## [PROBLEM DETAILS]
Filter this material down to the lines that hold "with", copying each one.
[DATA FOR REVIEW]
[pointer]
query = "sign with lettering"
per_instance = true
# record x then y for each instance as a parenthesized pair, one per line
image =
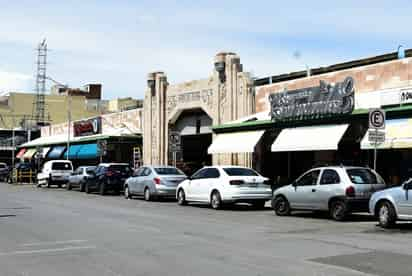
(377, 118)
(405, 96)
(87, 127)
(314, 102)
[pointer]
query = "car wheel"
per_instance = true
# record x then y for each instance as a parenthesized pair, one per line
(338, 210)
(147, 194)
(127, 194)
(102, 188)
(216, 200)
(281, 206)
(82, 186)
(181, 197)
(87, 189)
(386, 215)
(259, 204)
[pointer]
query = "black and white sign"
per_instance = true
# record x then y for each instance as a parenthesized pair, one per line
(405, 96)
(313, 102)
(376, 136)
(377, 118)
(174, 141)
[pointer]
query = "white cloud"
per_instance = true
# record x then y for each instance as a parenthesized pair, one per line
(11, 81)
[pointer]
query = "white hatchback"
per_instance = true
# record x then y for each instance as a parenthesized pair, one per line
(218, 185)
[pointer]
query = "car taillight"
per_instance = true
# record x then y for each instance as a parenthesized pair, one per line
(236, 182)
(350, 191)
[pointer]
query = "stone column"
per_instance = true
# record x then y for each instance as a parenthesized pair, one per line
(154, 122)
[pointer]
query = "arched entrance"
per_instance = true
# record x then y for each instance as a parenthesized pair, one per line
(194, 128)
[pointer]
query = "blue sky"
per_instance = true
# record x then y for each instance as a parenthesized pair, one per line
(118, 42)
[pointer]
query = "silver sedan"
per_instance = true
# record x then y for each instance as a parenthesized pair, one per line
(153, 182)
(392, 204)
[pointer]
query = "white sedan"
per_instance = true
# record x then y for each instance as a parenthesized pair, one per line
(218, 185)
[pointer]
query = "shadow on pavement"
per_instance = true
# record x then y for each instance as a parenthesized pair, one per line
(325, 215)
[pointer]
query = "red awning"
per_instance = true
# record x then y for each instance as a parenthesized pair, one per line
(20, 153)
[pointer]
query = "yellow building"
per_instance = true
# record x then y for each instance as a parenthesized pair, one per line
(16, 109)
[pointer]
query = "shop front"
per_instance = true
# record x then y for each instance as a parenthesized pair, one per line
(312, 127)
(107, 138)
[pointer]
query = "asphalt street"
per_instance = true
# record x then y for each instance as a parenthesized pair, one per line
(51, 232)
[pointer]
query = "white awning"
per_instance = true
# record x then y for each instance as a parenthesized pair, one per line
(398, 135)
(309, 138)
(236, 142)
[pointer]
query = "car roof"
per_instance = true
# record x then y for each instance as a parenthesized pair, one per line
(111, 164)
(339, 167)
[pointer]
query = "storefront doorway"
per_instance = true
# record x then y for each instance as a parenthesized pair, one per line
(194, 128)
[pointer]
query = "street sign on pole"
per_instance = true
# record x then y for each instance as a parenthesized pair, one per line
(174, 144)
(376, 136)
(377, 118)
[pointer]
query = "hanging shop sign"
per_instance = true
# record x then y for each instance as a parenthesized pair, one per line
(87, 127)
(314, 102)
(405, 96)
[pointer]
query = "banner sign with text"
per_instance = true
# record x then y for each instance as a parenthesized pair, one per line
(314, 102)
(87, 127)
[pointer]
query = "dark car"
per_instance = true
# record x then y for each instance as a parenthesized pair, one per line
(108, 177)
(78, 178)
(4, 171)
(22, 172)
[/DATA FOR REVIEW]
[DATA FOR REVIEW]
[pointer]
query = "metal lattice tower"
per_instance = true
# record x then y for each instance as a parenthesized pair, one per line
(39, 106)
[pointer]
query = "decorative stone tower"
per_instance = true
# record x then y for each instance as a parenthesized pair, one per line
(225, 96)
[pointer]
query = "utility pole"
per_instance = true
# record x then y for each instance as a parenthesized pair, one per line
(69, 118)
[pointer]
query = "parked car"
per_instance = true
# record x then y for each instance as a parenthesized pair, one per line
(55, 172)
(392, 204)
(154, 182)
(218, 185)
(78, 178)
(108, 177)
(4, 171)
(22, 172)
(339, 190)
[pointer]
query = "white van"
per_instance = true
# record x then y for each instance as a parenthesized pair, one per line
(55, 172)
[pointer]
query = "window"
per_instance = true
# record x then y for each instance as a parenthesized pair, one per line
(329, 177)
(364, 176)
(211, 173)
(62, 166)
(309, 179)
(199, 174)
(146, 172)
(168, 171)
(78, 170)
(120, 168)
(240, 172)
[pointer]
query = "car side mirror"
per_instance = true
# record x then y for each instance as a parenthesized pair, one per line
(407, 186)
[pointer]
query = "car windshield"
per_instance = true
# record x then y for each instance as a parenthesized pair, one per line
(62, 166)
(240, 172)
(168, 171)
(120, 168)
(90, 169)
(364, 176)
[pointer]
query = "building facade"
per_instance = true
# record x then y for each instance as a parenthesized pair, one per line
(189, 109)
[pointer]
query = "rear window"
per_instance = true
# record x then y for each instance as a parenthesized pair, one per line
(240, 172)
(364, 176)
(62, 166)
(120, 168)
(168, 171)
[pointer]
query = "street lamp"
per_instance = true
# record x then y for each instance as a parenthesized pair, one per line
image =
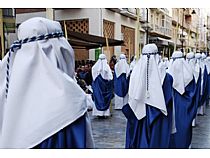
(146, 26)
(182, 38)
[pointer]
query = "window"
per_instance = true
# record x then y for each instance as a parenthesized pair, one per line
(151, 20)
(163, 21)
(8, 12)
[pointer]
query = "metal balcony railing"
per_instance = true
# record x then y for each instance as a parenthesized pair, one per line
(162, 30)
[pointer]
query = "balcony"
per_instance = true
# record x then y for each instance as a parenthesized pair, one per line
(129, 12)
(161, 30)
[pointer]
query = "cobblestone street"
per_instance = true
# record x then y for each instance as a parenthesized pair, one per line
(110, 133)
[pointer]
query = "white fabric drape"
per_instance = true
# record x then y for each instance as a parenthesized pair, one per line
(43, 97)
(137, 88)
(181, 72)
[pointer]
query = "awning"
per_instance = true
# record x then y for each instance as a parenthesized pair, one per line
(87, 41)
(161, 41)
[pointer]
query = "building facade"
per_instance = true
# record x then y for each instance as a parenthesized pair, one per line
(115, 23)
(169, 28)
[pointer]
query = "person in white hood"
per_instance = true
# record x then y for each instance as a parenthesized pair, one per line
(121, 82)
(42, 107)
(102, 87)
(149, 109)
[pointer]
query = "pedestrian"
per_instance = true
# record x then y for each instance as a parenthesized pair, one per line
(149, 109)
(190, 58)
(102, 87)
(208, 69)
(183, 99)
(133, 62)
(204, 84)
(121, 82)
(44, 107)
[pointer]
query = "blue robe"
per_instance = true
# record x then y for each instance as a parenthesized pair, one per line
[/DATA FOR REVIEW]
## [RESPONSE BELOW]
query = "sign with lettering"
query = "banner sign with text"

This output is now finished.